→ 练习目标: 将下列条目中从含有“as [[191, 116]].”的那一行起，到含有“239], [37, 170]]”的那一行为止（两行均包括在内）的各行逐字重新录入。

(收集的数据)
★ ★ ★ ★
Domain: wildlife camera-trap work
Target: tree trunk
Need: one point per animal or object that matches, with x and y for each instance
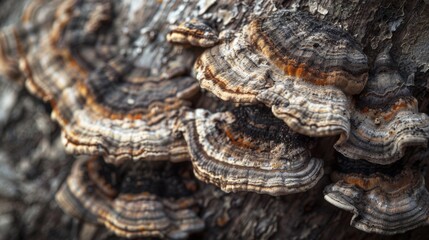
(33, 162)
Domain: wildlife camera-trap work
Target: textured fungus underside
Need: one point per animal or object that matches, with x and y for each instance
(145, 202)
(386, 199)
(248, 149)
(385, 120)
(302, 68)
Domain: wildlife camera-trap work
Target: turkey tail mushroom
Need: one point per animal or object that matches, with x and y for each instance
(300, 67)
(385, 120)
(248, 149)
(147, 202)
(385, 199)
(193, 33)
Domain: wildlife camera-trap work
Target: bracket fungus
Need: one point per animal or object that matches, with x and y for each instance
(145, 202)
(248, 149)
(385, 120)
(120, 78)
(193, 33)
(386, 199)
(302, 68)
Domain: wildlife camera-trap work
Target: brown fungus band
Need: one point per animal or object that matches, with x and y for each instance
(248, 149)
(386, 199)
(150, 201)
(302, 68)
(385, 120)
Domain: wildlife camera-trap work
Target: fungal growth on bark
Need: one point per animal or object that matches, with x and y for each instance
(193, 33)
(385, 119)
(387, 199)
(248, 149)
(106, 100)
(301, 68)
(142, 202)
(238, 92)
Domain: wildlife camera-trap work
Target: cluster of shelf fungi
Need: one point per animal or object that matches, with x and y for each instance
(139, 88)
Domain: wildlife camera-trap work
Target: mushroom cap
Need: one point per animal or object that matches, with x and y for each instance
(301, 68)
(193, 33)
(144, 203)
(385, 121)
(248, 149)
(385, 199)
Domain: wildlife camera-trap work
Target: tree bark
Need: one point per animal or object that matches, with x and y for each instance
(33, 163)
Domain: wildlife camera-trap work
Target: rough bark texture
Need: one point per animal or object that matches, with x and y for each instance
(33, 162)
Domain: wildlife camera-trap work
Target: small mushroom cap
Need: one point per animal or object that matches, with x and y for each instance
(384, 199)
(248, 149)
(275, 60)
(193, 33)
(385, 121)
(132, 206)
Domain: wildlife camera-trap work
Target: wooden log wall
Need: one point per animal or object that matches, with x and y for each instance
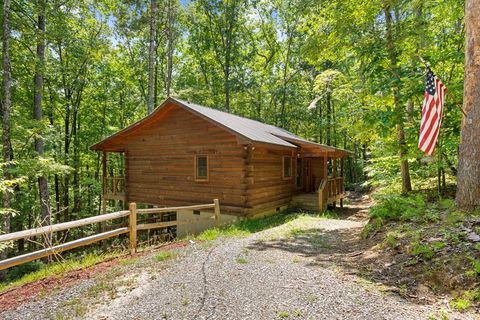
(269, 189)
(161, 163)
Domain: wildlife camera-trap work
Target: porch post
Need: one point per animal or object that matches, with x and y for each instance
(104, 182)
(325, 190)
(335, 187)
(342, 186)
★ ★ ★ ★
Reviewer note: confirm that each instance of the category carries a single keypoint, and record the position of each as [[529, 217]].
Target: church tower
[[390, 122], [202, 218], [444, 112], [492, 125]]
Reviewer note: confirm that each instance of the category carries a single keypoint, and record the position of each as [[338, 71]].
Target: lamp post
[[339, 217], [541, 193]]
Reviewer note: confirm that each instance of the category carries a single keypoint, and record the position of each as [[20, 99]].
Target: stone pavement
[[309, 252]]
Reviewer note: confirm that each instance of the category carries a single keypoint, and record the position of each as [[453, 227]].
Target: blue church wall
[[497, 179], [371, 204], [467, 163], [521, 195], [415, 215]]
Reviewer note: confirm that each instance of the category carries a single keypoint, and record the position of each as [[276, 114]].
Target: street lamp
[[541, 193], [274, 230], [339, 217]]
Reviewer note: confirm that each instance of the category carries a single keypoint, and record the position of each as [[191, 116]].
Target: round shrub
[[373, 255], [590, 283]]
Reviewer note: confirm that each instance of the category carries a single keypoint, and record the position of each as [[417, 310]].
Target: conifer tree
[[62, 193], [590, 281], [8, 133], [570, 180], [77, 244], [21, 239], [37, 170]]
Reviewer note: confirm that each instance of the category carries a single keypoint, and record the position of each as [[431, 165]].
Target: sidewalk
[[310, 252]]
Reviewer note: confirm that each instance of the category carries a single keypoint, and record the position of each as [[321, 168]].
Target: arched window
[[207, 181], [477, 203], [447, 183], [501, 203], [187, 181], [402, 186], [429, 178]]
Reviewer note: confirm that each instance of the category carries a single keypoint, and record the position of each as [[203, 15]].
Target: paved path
★ ★ ★ ★
→ 任务结果:
Reviewer note: confirm that each instance of the category carries a single keypoint, and record the position of each as [[191, 116]].
Target: round shrub
[[373, 255], [590, 283]]
Reviewer note: confirm that each instance of the category carries a single keypoint, and record the position of each as [[417, 310]].
Target: conifer tree
[[62, 193], [590, 281], [8, 133], [570, 180], [77, 244], [21, 239], [37, 170]]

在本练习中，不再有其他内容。